# WHAT THE TASK ASKS
For the records below, the count of lines that hold "locate" is required; give only that number.

# DATA EXCERPTS
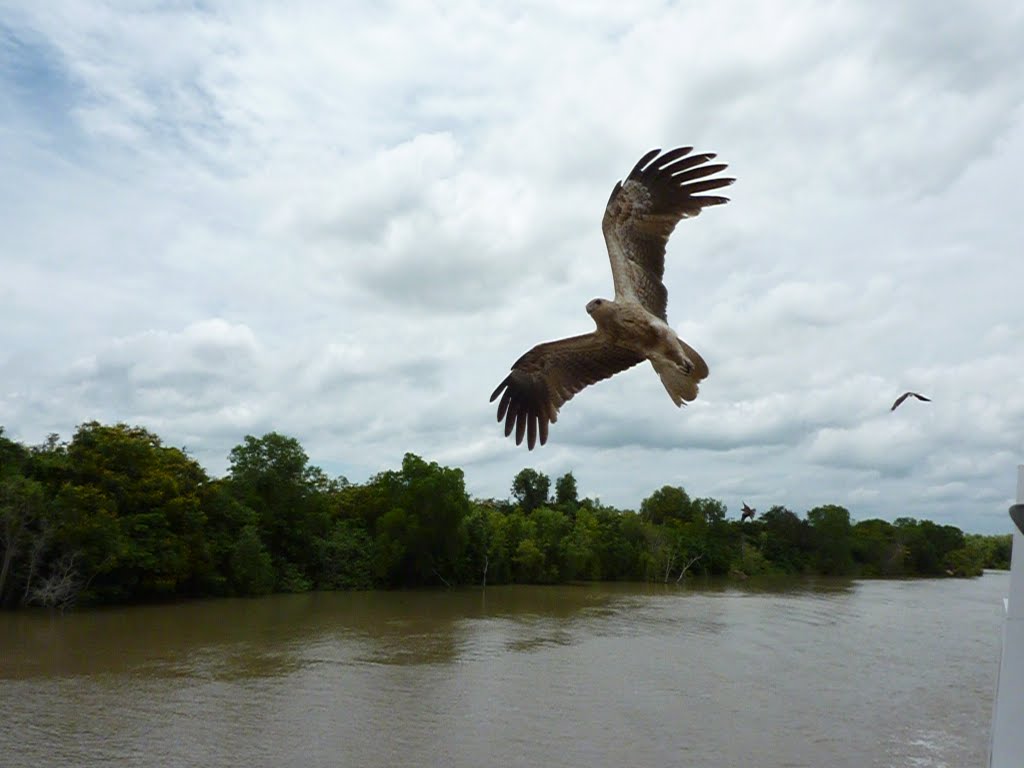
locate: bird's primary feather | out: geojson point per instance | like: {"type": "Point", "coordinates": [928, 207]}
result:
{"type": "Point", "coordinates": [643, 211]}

---

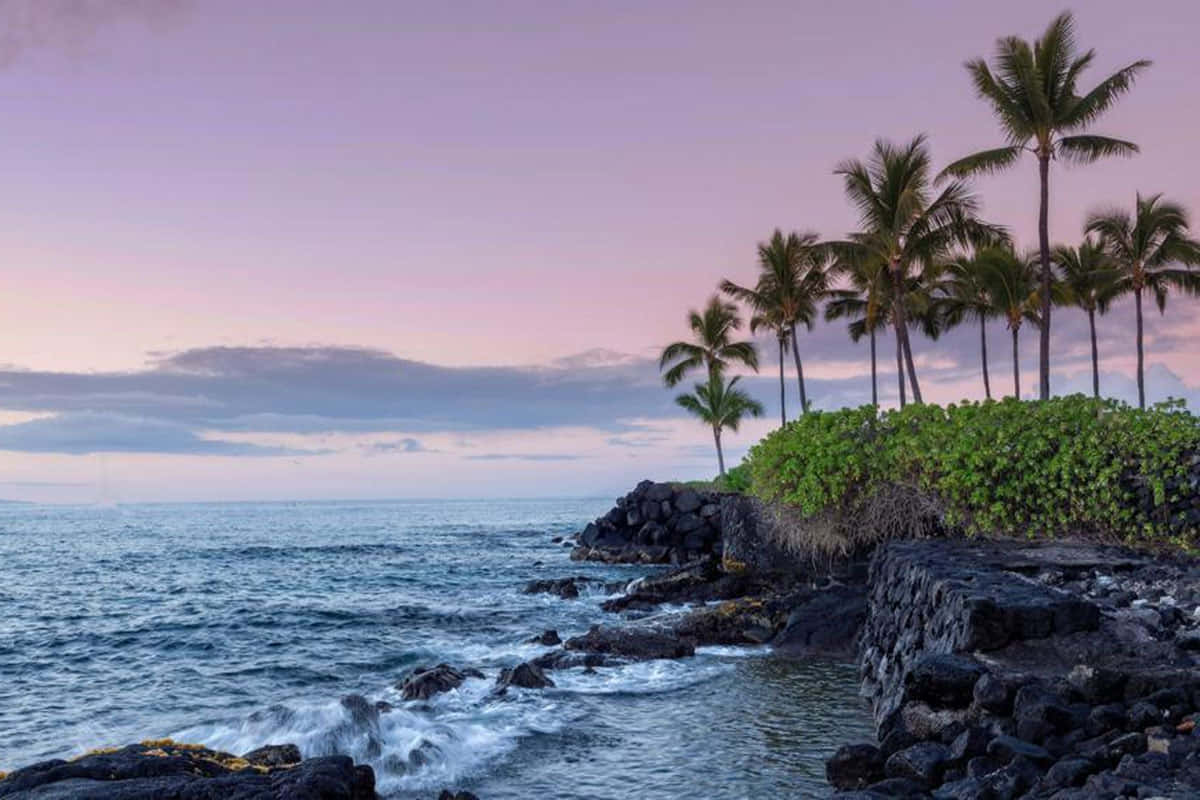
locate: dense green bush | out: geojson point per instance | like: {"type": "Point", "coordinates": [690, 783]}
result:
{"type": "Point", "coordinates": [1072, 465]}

# RESULT FOR THIS TASK
2